## Description of the task:
Find "Guideline: the keypoint for each instance of the snow-covered" in the data, then restate the line it sits in and every later line word for word, ending with the last line.

[START]

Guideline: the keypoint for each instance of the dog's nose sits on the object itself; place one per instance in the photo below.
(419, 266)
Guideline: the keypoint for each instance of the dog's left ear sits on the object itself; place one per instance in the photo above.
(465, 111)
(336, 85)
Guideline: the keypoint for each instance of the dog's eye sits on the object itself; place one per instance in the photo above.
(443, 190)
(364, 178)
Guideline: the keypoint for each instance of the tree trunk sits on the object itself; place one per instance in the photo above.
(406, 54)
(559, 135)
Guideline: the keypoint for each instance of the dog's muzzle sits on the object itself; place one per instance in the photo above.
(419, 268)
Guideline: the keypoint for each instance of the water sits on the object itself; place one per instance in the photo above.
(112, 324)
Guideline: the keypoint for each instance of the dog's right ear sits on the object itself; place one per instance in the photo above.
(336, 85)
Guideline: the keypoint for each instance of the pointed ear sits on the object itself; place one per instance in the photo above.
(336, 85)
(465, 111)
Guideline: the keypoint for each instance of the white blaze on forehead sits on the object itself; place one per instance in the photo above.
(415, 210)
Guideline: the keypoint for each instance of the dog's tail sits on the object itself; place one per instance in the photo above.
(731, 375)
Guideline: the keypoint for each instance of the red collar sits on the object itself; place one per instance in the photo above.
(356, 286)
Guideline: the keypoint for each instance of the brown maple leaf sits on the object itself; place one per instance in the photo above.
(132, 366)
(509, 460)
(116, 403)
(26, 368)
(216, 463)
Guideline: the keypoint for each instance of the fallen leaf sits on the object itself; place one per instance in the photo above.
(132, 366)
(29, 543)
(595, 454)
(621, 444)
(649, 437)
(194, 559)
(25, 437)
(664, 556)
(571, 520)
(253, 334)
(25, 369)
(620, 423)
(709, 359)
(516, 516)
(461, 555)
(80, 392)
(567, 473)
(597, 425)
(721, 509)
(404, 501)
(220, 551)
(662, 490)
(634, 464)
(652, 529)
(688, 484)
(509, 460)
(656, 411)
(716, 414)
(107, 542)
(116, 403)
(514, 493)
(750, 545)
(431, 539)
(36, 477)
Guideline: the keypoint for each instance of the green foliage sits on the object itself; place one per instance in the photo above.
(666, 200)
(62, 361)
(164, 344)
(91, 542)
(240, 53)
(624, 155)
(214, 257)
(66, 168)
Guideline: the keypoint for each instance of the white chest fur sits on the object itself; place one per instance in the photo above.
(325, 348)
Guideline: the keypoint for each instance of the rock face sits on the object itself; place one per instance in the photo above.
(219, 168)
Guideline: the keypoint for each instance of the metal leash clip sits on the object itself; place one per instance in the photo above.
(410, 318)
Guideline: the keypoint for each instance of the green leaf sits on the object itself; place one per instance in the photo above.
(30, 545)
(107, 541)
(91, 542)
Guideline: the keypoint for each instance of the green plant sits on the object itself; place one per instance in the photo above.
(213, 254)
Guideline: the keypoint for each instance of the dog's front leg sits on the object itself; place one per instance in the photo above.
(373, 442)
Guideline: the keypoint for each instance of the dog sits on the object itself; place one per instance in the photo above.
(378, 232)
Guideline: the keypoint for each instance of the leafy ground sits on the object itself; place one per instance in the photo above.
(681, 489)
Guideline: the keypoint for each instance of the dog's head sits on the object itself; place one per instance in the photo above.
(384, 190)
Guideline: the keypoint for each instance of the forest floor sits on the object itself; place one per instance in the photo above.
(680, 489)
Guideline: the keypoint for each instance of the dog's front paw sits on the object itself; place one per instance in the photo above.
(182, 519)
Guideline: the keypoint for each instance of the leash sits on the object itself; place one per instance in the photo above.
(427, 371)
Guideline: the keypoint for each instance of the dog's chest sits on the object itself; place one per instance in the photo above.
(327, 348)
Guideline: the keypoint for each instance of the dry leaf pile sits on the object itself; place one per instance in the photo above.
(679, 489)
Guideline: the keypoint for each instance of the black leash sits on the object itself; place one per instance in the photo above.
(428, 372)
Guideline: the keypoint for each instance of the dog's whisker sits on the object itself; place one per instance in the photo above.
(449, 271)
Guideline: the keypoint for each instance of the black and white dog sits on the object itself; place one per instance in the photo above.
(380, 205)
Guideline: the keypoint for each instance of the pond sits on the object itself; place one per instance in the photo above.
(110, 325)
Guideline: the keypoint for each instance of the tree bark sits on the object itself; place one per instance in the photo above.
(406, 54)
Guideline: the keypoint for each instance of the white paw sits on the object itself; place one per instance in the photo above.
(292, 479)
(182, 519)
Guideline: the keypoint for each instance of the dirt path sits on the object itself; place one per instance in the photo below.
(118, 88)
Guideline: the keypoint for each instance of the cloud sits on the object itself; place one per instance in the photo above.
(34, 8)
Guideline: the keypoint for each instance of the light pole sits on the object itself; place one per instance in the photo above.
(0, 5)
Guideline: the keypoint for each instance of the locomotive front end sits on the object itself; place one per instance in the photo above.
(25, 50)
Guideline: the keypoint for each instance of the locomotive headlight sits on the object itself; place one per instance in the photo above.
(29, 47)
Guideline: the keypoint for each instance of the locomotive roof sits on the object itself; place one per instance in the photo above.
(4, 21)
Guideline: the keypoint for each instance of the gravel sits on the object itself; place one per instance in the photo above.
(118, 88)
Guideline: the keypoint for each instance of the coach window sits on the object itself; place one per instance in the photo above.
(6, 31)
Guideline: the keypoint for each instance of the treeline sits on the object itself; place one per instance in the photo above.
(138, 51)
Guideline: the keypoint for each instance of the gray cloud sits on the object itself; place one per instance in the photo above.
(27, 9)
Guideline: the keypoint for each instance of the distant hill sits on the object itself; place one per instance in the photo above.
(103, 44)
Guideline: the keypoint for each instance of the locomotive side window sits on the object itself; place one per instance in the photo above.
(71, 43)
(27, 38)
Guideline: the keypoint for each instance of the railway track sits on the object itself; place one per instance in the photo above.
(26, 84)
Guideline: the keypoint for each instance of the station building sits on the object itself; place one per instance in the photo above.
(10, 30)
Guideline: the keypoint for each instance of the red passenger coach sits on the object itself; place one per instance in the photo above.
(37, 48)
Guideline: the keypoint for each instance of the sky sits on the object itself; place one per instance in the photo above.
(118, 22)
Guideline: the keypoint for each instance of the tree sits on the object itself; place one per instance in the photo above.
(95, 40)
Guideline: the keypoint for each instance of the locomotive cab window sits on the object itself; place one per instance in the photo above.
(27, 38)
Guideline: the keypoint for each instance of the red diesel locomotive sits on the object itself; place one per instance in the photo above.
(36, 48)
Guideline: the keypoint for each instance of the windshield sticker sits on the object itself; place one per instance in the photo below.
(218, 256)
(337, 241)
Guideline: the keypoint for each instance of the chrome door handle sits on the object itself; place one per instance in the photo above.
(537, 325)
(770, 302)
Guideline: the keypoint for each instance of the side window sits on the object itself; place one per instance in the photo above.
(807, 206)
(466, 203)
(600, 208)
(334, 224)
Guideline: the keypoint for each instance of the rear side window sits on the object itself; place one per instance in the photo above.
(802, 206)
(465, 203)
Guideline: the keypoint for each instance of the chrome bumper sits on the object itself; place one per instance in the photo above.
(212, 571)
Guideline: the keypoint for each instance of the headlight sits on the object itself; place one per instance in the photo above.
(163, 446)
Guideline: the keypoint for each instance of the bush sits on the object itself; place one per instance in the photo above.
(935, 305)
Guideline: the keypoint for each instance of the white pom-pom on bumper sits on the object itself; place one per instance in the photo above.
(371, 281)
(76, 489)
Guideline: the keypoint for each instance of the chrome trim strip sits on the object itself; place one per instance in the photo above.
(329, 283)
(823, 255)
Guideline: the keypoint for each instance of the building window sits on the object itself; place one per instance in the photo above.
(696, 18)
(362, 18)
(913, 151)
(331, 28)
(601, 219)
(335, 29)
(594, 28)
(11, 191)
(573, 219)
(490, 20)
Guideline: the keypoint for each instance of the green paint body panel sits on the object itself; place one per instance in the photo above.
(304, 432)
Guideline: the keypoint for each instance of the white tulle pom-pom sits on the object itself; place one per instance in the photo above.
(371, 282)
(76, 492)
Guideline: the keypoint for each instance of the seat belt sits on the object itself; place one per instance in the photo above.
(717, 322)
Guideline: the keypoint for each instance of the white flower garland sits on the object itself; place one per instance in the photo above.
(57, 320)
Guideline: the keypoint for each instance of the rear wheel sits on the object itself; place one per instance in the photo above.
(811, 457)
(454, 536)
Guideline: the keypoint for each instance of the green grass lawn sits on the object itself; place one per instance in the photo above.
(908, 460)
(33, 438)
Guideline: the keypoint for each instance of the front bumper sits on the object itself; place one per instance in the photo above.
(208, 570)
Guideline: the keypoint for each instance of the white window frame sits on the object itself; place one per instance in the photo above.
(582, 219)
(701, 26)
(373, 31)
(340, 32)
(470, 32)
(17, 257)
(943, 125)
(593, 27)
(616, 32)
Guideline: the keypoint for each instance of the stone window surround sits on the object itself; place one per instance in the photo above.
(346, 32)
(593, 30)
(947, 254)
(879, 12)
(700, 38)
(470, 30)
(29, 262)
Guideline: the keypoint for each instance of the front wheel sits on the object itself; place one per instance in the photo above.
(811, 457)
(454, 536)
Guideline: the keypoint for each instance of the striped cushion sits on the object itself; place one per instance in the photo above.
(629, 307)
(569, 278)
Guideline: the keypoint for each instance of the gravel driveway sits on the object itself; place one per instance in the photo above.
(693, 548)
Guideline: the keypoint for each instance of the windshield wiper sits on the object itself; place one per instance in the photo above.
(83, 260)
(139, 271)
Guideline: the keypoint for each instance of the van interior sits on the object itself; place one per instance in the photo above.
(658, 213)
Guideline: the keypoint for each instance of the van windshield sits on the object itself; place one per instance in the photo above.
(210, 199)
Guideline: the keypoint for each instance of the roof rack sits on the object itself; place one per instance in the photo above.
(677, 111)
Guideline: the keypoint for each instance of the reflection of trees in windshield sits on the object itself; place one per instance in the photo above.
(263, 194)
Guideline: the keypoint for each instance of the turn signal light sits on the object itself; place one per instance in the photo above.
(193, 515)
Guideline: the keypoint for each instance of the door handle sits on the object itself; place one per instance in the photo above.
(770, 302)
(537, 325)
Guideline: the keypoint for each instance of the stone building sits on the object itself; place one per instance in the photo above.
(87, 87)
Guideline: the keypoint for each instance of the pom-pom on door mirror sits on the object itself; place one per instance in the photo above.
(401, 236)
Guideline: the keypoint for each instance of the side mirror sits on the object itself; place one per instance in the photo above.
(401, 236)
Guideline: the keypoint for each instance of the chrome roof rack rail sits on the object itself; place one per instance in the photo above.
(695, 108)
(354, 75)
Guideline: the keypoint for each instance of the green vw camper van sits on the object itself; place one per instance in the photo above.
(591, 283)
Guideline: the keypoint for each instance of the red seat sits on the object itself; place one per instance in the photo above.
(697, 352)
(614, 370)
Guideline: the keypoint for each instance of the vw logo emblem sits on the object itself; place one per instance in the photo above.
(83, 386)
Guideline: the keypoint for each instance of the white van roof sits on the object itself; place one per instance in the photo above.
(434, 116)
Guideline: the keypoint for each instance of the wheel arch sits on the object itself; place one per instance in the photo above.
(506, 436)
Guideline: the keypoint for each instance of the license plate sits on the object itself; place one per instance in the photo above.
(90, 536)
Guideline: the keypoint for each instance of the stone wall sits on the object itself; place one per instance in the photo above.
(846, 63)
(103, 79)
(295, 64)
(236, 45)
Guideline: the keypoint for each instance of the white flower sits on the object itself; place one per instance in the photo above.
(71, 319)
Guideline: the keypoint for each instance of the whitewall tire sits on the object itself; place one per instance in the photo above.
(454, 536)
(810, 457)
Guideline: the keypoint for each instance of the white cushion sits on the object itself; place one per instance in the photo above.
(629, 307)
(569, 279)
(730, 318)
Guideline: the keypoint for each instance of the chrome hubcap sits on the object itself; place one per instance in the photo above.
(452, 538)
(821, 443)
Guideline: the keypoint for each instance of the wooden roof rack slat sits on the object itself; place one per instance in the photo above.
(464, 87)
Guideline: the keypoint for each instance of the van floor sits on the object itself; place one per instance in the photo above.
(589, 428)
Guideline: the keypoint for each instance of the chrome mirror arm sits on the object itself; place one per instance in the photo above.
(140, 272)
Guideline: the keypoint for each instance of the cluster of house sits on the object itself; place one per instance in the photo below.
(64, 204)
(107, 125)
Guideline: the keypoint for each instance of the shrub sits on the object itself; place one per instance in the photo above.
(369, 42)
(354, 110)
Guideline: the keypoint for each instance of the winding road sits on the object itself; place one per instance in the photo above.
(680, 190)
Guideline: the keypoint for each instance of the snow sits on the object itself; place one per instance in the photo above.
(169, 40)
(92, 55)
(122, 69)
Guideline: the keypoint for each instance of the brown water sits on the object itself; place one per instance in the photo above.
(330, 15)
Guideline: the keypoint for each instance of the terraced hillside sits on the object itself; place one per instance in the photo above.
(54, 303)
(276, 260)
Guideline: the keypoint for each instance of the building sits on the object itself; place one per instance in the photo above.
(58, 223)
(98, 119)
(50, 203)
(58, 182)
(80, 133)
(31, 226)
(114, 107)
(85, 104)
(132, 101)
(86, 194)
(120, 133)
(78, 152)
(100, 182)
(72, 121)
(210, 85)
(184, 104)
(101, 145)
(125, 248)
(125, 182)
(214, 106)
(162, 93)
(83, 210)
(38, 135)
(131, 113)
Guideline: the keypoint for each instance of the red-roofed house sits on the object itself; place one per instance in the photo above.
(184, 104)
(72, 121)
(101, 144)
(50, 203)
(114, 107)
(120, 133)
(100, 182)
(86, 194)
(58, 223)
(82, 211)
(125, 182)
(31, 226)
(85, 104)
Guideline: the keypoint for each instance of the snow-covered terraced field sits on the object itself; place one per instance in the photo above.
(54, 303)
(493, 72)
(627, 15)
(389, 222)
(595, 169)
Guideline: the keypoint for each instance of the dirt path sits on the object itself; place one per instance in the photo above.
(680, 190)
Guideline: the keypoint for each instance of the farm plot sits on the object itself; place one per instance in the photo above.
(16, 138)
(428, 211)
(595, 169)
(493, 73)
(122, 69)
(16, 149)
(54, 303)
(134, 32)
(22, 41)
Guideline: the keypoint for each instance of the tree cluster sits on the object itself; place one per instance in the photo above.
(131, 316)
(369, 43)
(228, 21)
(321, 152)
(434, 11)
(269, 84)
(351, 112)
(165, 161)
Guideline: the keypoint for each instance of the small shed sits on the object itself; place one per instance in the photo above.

[END]

## The output:
Guideline: the keypoint for each instance of the snow-covered terraced field sits on the object itself; place one per instance in the photo above.
(54, 303)
(493, 72)
(627, 15)
(389, 222)
(595, 169)
Guideline: the keypoint for each instance of the dirt path sits on the object itself; place one per instance in the photo above.
(680, 190)
Guideline: the keypoint for each instance of the farm plot sits on the object itself; place one per instance in the photo above.
(16, 138)
(428, 211)
(595, 169)
(493, 73)
(122, 69)
(16, 149)
(54, 303)
(134, 32)
(22, 41)
Guideline: the keypoint for each instance of the tree cluster sits on the object itself; place one per instance in the photo above.
(131, 316)
(369, 43)
(228, 21)
(321, 152)
(434, 11)
(269, 84)
(351, 112)
(165, 161)
Guideline: the keypoint for each instance of the small shed sits on the object itself; place one per instance in the photo above.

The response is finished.